*** DATA IN THIS EXERCISE ***
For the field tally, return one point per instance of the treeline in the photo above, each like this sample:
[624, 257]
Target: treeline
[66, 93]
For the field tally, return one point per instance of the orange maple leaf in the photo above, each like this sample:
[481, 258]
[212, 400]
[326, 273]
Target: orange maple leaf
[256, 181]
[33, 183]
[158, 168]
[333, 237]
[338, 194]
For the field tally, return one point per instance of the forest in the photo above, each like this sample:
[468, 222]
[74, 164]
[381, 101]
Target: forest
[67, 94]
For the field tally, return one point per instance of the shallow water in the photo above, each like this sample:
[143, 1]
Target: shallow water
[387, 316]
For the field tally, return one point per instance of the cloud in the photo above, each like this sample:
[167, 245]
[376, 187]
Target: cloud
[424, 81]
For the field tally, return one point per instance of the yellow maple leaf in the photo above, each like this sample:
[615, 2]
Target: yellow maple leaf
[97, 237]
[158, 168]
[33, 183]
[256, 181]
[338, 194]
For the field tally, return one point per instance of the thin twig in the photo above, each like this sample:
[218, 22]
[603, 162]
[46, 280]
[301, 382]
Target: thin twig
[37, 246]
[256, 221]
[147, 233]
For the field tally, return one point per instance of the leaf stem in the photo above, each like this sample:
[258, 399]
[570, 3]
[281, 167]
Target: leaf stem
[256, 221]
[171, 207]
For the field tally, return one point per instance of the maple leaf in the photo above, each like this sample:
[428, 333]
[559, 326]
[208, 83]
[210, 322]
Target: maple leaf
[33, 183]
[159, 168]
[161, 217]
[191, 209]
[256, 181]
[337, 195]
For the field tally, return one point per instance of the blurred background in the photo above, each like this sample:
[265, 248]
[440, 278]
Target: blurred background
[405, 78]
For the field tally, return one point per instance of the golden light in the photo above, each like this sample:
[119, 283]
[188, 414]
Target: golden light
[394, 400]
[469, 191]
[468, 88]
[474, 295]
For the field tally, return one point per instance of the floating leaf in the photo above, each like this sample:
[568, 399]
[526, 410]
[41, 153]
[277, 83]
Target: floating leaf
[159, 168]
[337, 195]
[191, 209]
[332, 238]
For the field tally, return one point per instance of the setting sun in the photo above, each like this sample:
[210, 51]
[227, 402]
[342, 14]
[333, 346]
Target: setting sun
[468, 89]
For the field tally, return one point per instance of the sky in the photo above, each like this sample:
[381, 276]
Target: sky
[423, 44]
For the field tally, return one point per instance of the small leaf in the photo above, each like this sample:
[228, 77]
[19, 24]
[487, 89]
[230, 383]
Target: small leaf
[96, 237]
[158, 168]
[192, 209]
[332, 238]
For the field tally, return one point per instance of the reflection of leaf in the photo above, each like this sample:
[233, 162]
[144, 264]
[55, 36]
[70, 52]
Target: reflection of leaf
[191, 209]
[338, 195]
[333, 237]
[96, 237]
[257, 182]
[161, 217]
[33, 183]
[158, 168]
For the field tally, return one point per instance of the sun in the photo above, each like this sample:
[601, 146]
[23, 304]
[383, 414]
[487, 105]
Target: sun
*** End of DATA IN THIS EXERCISE ***
Exactly as given, repeat each line above.

§ **SOLUTION FOR THIS EXERCISE**
For the field tally, return one point per instance of the treeline in the photo above, each like this sample:
[624, 257]
Target: treeline
[66, 93]
For the field tally, return one point per instance of the orange maple leaf in the photo above, each like this sample:
[481, 258]
[212, 400]
[326, 273]
Target: orange maple leaf
[256, 181]
[33, 183]
[158, 168]
[333, 237]
[338, 194]
For the field tally, return one point per instance of the forest in the photo above, each like this sample:
[468, 222]
[74, 164]
[381, 101]
Target: forest
[67, 94]
For the field tally, return one point per instance of the shallow water in the photo above, each like this sample:
[143, 1]
Target: shallow water
[387, 316]
For the field tally, return one point per instance of the cloud in the photo above, each like this sample:
[167, 245]
[376, 187]
Target: cloud
[424, 81]
For the field tally, return one point per instance of the yellow maple leaf in the photo above, each like this sample:
[615, 2]
Target: yellow maple leaf
[97, 237]
[158, 168]
[33, 183]
[256, 181]
[338, 194]
For the field tally, return one point per instance of the thin twig in the photo above, each like this sample:
[218, 22]
[603, 162]
[46, 280]
[301, 382]
Target: thin twig
[37, 246]
[256, 221]
[147, 233]
For the field tally, return one point per instance of the leaf stem in the photo above, each like this sample:
[258, 399]
[570, 3]
[281, 167]
Target: leaf stem
[256, 221]
[171, 207]
For the field tally, return one point per instance of the maple leaf in the photo above, each like this sample:
[428, 333]
[559, 326]
[208, 83]
[210, 322]
Target: maple leaf
[33, 183]
[159, 168]
[161, 217]
[191, 209]
[256, 181]
[337, 195]
For the field tally, return one point per instance of the blurred background in the photo above, each like this sample:
[265, 248]
[440, 278]
Target: blurred background
[405, 78]
For the field tally, return one point per instance of the golden light in the photo above, each like this sample:
[119, 283]
[188, 414]
Target: golden light
[394, 400]
[469, 191]
[468, 88]
[474, 295]
For the field tally, return one point per instance of the floating leaf in the photo above, each like this sample:
[568, 399]
[526, 410]
[41, 153]
[277, 83]
Target: floating leaf
[159, 168]
[337, 195]
[191, 209]
[332, 238]
For the field tally, return one point per instance of the setting sun in the photo above, each like this sample:
[210, 51]
[227, 402]
[342, 14]
[333, 346]
Target: setting sun
[468, 89]
For the field tally, return one point per instance of the sky in the photo above, each like this sample:
[381, 276]
Target: sky
[423, 44]
For the field tally, return one point per instance of the small leaf in the photo above, each like this sample:
[228, 77]
[19, 24]
[487, 89]
[230, 383]
Target: small leaf
[96, 237]
[158, 168]
[192, 209]
[332, 238]
For the field tally, return one point per instance of the reflection of leaf in the photo above, each like this sample:
[233, 162]
[144, 264]
[55, 36]
[70, 52]
Target: reflection of leaf
[191, 209]
[338, 195]
[333, 237]
[96, 237]
[257, 182]
[161, 217]
[33, 183]
[158, 168]
For the field tally, return one point per instance of the sun in the photo above, each like this sample:
[601, 146]
[23, 304]
[383, 414]
[487, 105]
Target: sun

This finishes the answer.